-- START DATASET ROWS --

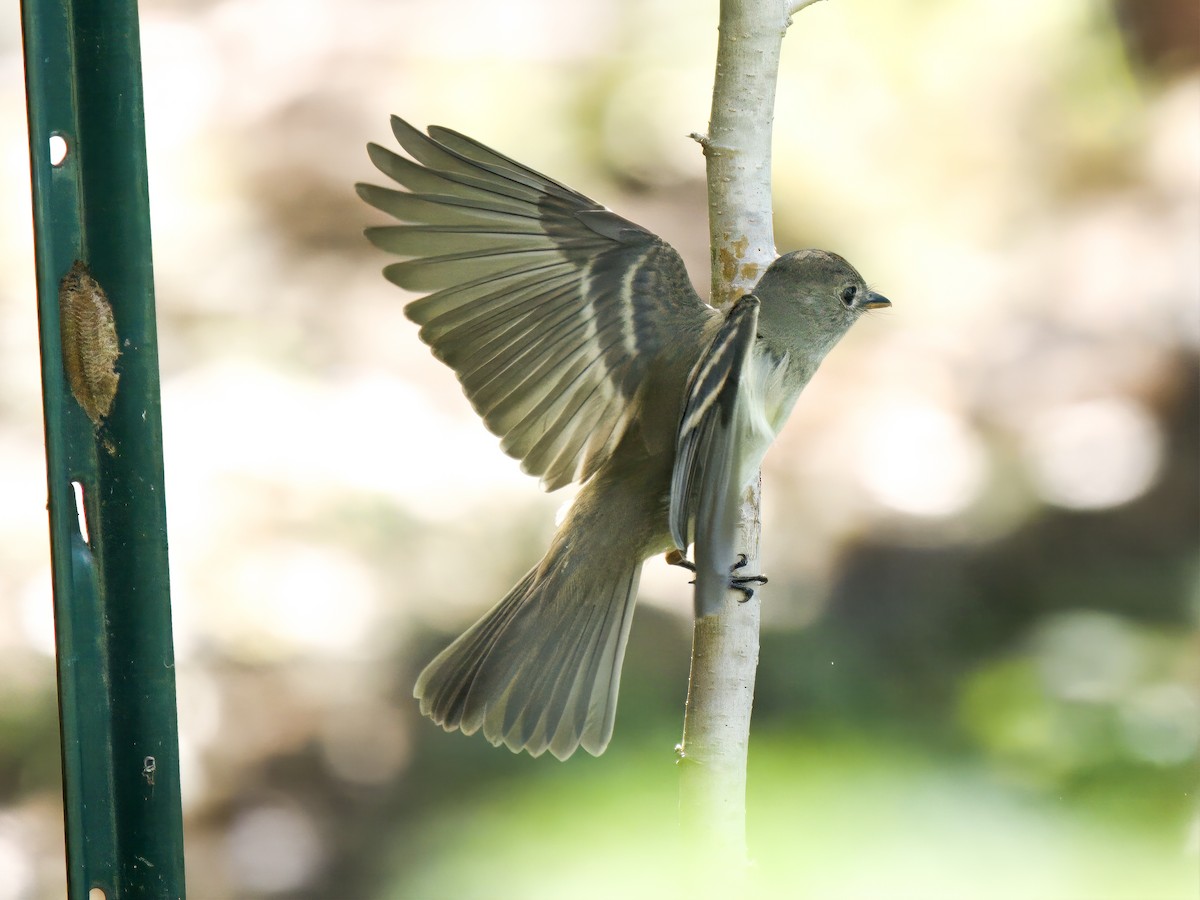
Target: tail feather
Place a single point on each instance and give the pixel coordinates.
(540, 670)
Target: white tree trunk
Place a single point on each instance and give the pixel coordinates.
(725, 647)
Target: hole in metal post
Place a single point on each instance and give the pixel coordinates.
(58, 150)
(81, 510)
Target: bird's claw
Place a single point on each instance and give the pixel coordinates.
(743, 582)
(737, 582)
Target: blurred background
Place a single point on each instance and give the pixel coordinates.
(979, 659)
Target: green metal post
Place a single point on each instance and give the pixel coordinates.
(112, 601)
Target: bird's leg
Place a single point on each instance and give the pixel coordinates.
(743, 582)
(737, 582)
(677, 557)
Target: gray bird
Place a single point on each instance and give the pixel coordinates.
(580, 340)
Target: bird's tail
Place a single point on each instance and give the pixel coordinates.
(540, 670)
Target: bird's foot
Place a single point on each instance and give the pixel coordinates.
(743, 582)
(737, 582)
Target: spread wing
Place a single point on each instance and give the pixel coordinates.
(547, 306)
(706, 483)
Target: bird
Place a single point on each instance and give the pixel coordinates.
(581, 342)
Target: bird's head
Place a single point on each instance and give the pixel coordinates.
(810, 298)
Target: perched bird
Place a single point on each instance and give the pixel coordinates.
(580, 340)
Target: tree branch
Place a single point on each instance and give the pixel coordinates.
(725, 647)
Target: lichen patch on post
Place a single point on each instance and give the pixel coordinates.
(89, 342)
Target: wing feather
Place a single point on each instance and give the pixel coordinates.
(547, 306)
(705, 484)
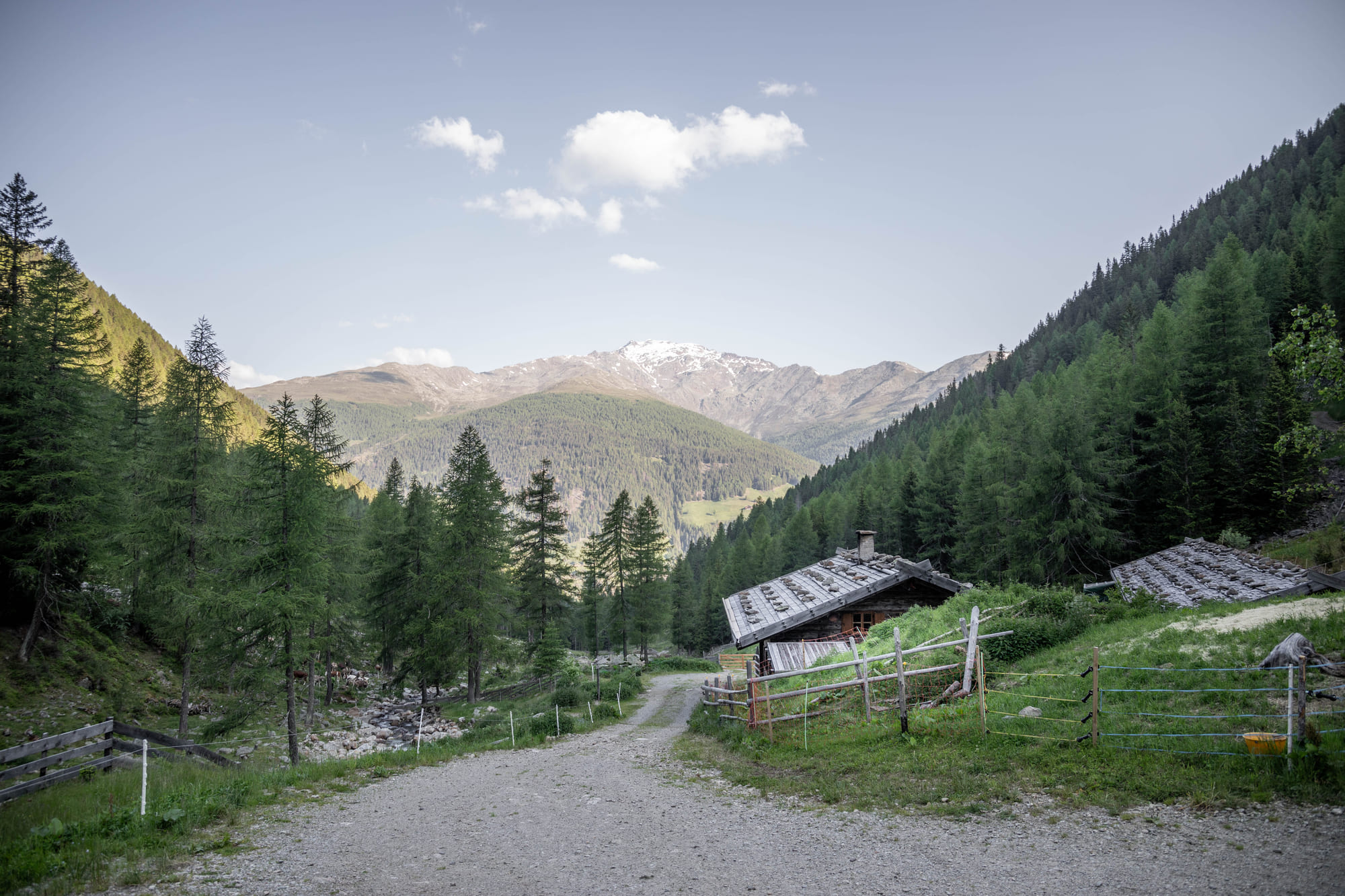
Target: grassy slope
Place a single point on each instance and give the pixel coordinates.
(599, 446)
(874, 766)
(708, 514)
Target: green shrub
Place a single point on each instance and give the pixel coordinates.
(572, 694)
(544, 725)
(681, 663)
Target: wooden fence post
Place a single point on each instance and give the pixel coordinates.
(902, 680)
(863, 676)
(751, 693)
(1097, 698)
(1303, 700)
(981, 689)
(972, 649)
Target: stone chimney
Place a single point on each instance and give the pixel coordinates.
(866, 544)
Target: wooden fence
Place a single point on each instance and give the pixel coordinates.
(755, 698)
(103, 737)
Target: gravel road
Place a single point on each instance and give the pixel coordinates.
(611, 813)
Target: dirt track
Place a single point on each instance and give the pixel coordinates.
(610, 813)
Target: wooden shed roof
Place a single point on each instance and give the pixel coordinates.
(1196, 572)
(820, 589)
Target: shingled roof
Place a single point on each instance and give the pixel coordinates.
(821, 589)
(1196, 572)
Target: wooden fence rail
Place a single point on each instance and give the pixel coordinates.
(108, 744)
(759, 696)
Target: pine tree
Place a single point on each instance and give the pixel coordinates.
(477, 553)
(613, 551)
(543, 571)
(290, 565)
(188, 520)
(141, 391)
(649, 568)
(57, 466)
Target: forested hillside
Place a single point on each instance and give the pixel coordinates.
(124, 326)
(599, 446)
(1147, 409)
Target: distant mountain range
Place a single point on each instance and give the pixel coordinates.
(796, 407)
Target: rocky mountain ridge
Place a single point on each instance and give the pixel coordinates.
(751, 395)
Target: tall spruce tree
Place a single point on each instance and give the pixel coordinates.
(477, 553)
(649, 571)
(59, 466)
(189, 506)
(613, 552)
(543, 569)
(290, 563)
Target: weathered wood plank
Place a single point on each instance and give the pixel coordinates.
(54, 741)
(54, 778)
(20, 771)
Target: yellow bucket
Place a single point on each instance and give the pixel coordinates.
(1266, 744)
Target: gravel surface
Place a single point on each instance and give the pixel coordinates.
(611, 813)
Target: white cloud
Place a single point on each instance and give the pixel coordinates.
(311, 130)
(633, 264)
(631, 149)
(438, 357)
(243, 376)
(529, 205)
(610, 217)
(457, 134)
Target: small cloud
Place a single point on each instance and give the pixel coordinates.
(438, 357)
(529, 205)
(610, 217)
(310, 130)
(636, 150)
(457, 134)
(633, 264)
(243, 376)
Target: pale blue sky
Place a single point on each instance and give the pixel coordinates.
(949, 175)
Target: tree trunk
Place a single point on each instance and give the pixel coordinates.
(313, 682)
(186, 685)
(291, 720)
(32, 635)
(328, 665)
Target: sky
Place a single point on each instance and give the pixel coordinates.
(482, 184)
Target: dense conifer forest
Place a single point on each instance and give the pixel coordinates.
(599, 446)
(1149, 408)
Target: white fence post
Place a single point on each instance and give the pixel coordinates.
(145, 770)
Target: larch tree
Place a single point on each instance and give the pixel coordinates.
(613, 553)
(477, 553)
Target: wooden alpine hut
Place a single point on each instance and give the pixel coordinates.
(796, 619)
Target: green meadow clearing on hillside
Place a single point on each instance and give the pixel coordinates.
(708, 514)
(946, 766)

-- END DATASET ROWS --

▸ BRIEF: Copy every line of the items above word for word, leaving out the pictures.

▸ WORKED SOLUTION:
Target: tail feather
Place a single point on each instance and give the pixel coordinates.
(540, 670)
Target: white tree trunk
Place a single point on each instance and give the pixel coordinates.
(725, 647)
Target: hole in metal post
Place a single point on each instance and give the pixel coordinates.
(58, 150)
(81, 510)
Target: bird's claw
Place a single point on each instance and give the pixel coordinates.
(743, 582)
(737, 582)
Target: blurred background
Place a single point on each instance and give the pixel coordinates.
(979, 659)
Target: green metal post
Place a single point on each instance and give the pixel coordinates.
(112, 601)
Target: bird's leg
Place a single point on each instance and give the pixel coordinates.
(743, 582)
(737, 582)
(677, 557)
Target: gray bird
Place a single point on each instance and give the pixel coordinates.
(580, 340)
Target: bird's tail
Place a single point on each instance and give the pixel coordinates.
(540, 670)
Target: bird's foot
Place a single point on each instance and give the pixel coordinates.
(743, 582)
(737, 582)
Target: spread wing
Place a single point on each instance and give the pixel coordinates.
(547, 306)
(706, 483)
Target: bird
Place a single point on each instance and give the pixel coordinates.
(581, 342)
Target: bird's head
Place a single point on each instance and give the pixel coordinates.
(810, 298)
Target: perched bird
Place a single point on each instance and give the pixel coordinates.
(580, 340)
Target: tree branch
Place a single point on each instance and give the pixel coordinates.
(725, 647)
Target: lichen patch on post
Place a single point on each instance and give the pixel coordinates.
(89, 342)
Target: wing feather
Place a single point on each instance and give the pixel coordinates.
(547, 306)
(705, 484)
Target: grassy slope
Place a single point on each instance and give the pixel coordinates.
(599, 446)
(874, 766)
(708, 514)
Target: green shrub
Place a single point on each instance and give the pixel coordinates.
(572, 694)
(544, 725)
(681, 663)
Target: wooden fence post
Place a single point on each instance and give the pixel coordinates.
(902, 680)
(863, 676)
(751, 693)
(1097, 698)
(1303, 700)
(981, 689)
(972, 649)
Target: stone chimney
Place a single point on each instance and give the pixel coordinates.
(866, 544)
Target: wooden fence
Place a single point on each instance and give the pixel coordinates.
(755, 698)
(103, 737)
Target: gravel road
Place a single point on each instance and give the pixel coordinates.
(611, 813)
Target: dirt track
Place a single point on each instance and give the pixel coordinates.
(610, 813)
Target: wooden shed roof
Place a single point on each instance and give the pixel coordinates.
(1196, 572)
(820, 589)
Target: shingled roof
Place a single point on each instance and give the pixel coordinates.
(821, 589)
(1196, 572)
Target: wooden fence rail
Place a single point on each instance and give the pixel coordinates.
(108, 744)
(759, 696)
Target: pine tree
Place a single point on each instance and give the pixel coordinates.
(477, 553)
(613, 551)
(543, 571)
(290, 565)
(188, 520)
(141, 391)
(649, 568)
(57, 466)
Target: forested hillside
Place a single point on each instance and give the pixel coordinates.
(124, 326)
(599, 446)
(1147, 409)
Target: distant mountain range
Place a single point on each instance and give the pixel coordinates.
(796, 407)
Target: rocky mountain ridge
Place a single point on each instance and give the pixel coordinates.
(751, 395)
Target: tall spruce tree
Place a single point on each instance and give the pixel coordinates.
(477, 553)
(649, 571)
(59, 466)
(189, 506)
(613, 552)
(543, 569)
(290, 563)
Target: weathered wood plank
Place a single point on each instance and give the pixel coordinates.
(54, 741)
(54, 778)
(20, 771)
Target: yellow bucket
Place a single point on each instance and give the pixel coordinates.
(1266, 744)
Target: gravel surface
Place a single point on each instance and give the pixel coordinates.
(611, 813)
Target: white cloud
Place a single point on each instance and give the pixel coordinates.
(311, 130)
(633, 264)
(631, 149)
(438, 357)
(243, 376)
(529, 205)
(610, 217)
(457, 134)
Target: small cloud
Place a single point on each instance and give the pixel coordinates.
(438, 357)
(529, 205)
(610, 217)
(310, 130)
(636, 150)
(457, 134)
(633, 264)
(243, 376)
Target: pale blue sky
Place a single point on each instance and give the pixel coordinates.
(949, 175)
Target: tree trunk
Place a single point on each instance and give the pixel coordinates.
(313, 682)
(186, 685)
(291, 720)
(32, 635)
(328, 665)
Target: sky
Place a single point on each instance and give the pixel coordinates.
(482, 184)
Target: dense conifer forest
Place a single point on each instance and give the pixel coordinates.
(599, 446)
(1149, 408)
Target: white fence post
Place a single point on each instance and give the pixel coordinates.
(145, 770)
Target: larch tree
Place a single point on each instance and give the pixel coordinates.
(613, 553)
(477, 553)
Target: wooden alpine hut
Place a single point on each instance and give the pixel coordinates.
(796, 619)
Target: green meadow clearing on hillside
Place a single point on each instance and give the pixel coordinates.
(708, 514)
(946, 766)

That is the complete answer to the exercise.